Document text →
▬▬▬▬▬▬
Culex mosquitoes, which can carry the West Nile virus, breed in places like ditches, open septic systems, discarded tires, unused wading pools, and other assorted containers, particularly if they are in the shade. In urban areas, many sewer catch basins can be found holding not only water, but also thousands of Culex larvae and pupae.
Mosquitoes breed in standing water. Even a small bucket that has stagnant water in it for seven days can become home to up to 1,000 mosquitoes.
Electromagnetic and ultrasound devices and Vitamin B are not effective in preventing mosquito bites.
Most people who get infected with West Nile virus will have either no symptoms or mild symptoms. A few individuals will have a more severe form of the disease, encephalitis (inflammation of the brain) or meningitis (inflammation of the tissues that cover the brain and spinal cord). Health officials say that individuals over age 50 are at higher risk for serious illness.
There is no specific treatment for West Nile virus, and no vaccine is available for humans. In severe cases, intensive supportive therapy including intravenous fluids, airway management, respiratory support, prevention of secondary infections (pneumonia, urinary tract, etc.) and good nursing care are indicated.
You should see a doctor immediately if you develop symptoms such as the following:
In humans, symptoms generally occur three to 15 days following the bite of an infected mosquito.
Mild cases of West Nile encephalitis may cause a slight fever, rash, swollen lymph nodes, conjunctivitis (irritation of the eye), or headache. Patients with mild symptoms are likely to recover completely and do not require any specific medication or laboratory testing.
More severe infections are marked by rapid onset of a high fever with head and body aches, stiff neck, muscle weakness, disorientation, tremors, convulsions and, in the most severe cases, coma or paralysis. In some individuals, West Nile Virus can cause permanent neurological damage or death.
Most people have very mild disease. Although the virus has been reported in people ranging in age from nine months to 99 years old, severe disease has been most often present in individuals over 50 years old or those with weakened immune systems.
▬▬▬▬▬▬
[Collected data]
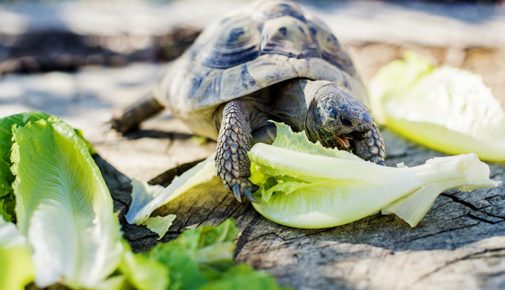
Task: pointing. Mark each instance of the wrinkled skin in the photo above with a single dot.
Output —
(334, 118)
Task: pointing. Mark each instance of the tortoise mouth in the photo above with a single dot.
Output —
(342, 142)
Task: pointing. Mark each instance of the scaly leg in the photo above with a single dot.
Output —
(372, 147)
(233, 143)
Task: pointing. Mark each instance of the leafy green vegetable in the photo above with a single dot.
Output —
(143, 273)
(447, 109)
(202, 258)
(15, 258)
(63, 206)
(160, 224)
(6, 178)
(68, 234)
(145, 198)
(315, 191)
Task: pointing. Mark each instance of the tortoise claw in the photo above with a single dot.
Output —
(239, 191)
(236, 192)
(249, 191)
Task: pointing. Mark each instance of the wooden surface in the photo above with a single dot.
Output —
(460, 244)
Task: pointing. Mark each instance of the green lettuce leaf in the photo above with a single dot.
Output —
(446, 109)
(143, 273)
(7, 203)
(202, 258)
(146, 198)
(301, 189)
(63, 206)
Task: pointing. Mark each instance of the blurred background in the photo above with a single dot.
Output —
(84, 60)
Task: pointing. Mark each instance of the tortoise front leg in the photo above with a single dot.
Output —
(233, 143)
(372, 147)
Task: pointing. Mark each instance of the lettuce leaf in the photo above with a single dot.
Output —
(15, 258)
(7, 203)
(304, 190)
(446, 109)
(202, 258)
(63, 206)
(146, 199)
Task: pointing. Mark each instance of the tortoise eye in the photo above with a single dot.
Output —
(345, 121)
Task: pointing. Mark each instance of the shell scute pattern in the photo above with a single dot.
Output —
(288, 36)
(250, 50)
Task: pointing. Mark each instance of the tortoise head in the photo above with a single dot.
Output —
(336, 119)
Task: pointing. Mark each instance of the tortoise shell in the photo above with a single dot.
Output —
(267, 43)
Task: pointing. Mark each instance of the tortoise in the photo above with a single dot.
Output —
(271, 61)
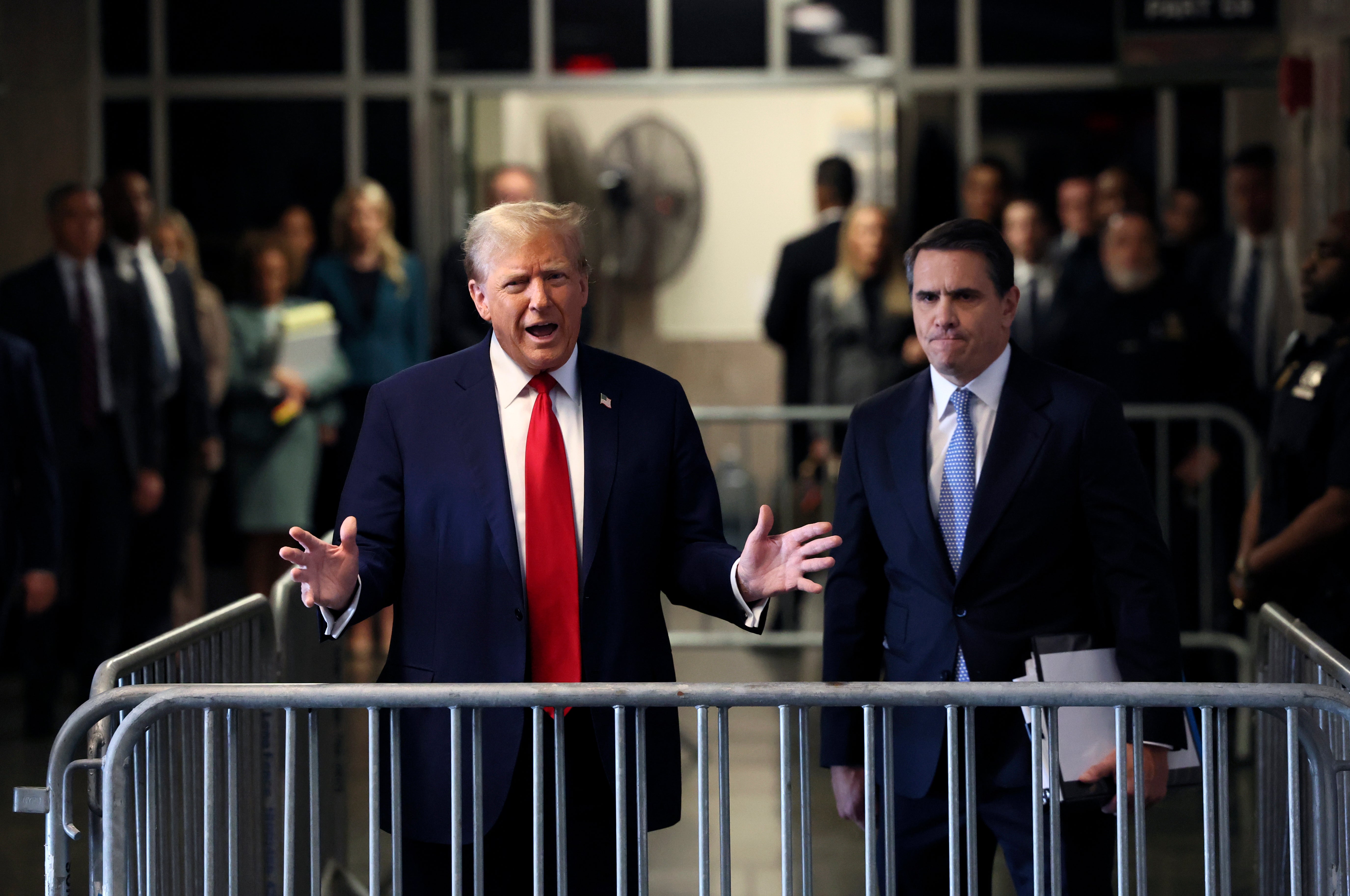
▬▬▬▬▬▬
Work instruction A →
According to the West Nile virus text, how long after the bite of an infected mosquito do symptoms generally occur in humans?
Work instruction B →
Carry the West Nile virus text forward, starting right after its last sentence.

Answer box A →
Three to 15 days.

Answer box B →
The case fatality rate ranges from 3 percent to 15 percent. A 1999 survey of residents in the most affected area of New York City showed that about 3 percent of residents had been infected with West Nile Virus, but either had no illness or only a mild illness.
Wild and domestic animals, such as horses, can also be infected with West Nile Virus. Sick animals may have fever, weakness, poor muscle coordination, muscle spasms and neurological disorders such as seizures or a change in temperament. If your animal is sick, contact a veterinarian. The veterinarian will evaluate the animal, provide treatment and collect samples for laboratory analysis to determine the cause.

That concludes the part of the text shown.